Problem details → Copy the records below in full and leave every image out of the copy.

Given records →

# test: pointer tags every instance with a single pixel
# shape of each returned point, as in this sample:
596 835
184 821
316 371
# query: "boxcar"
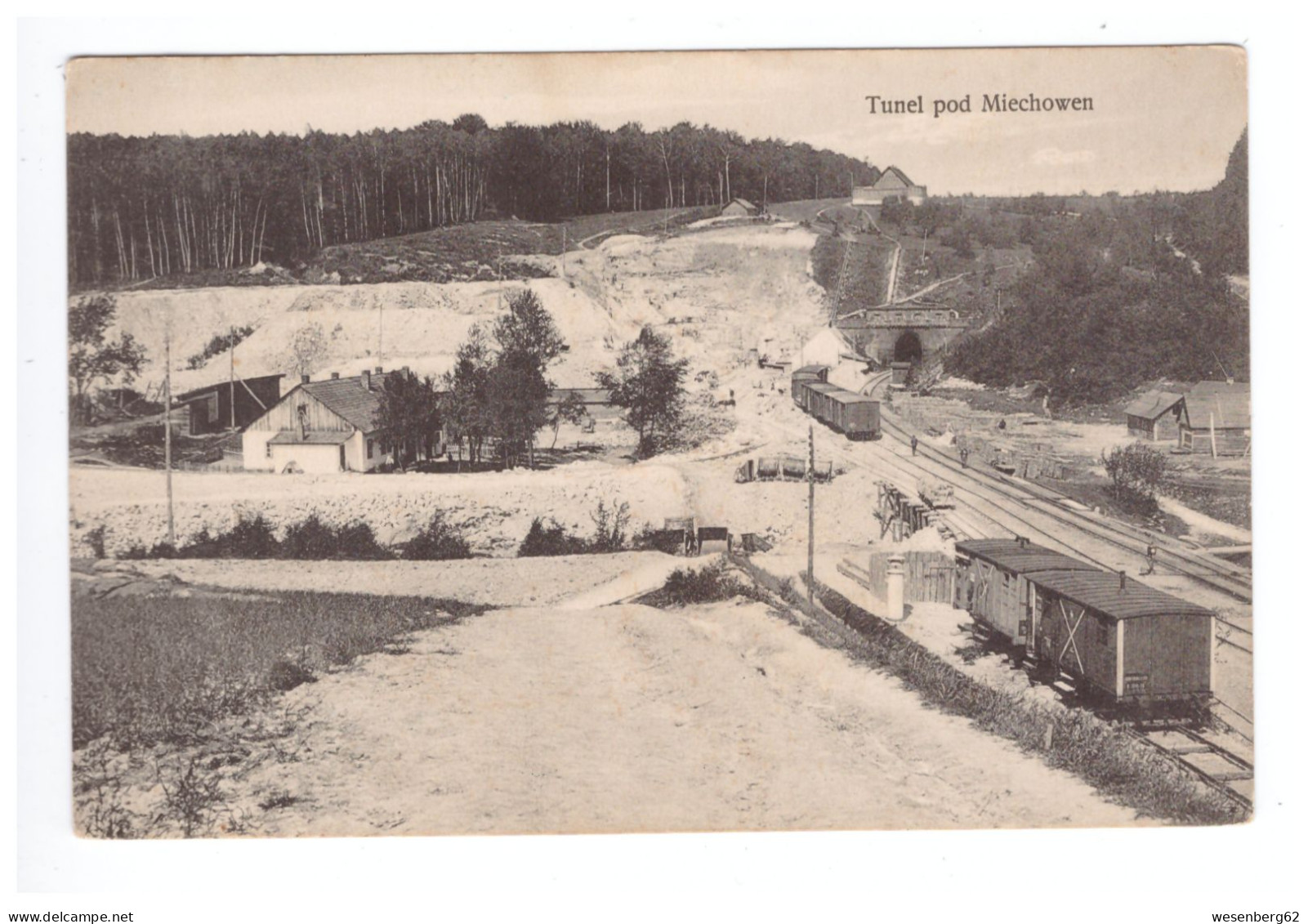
807 374
994 583
1124 641
819 401
855 415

Exercise answer →
# test: pointer tags every instance with a single pixel
# shape of each returned point, as in this sample:
596 835
184 821
316 371
# query: "boxcar"
807 374
994 583
1124 641
819 401
855 415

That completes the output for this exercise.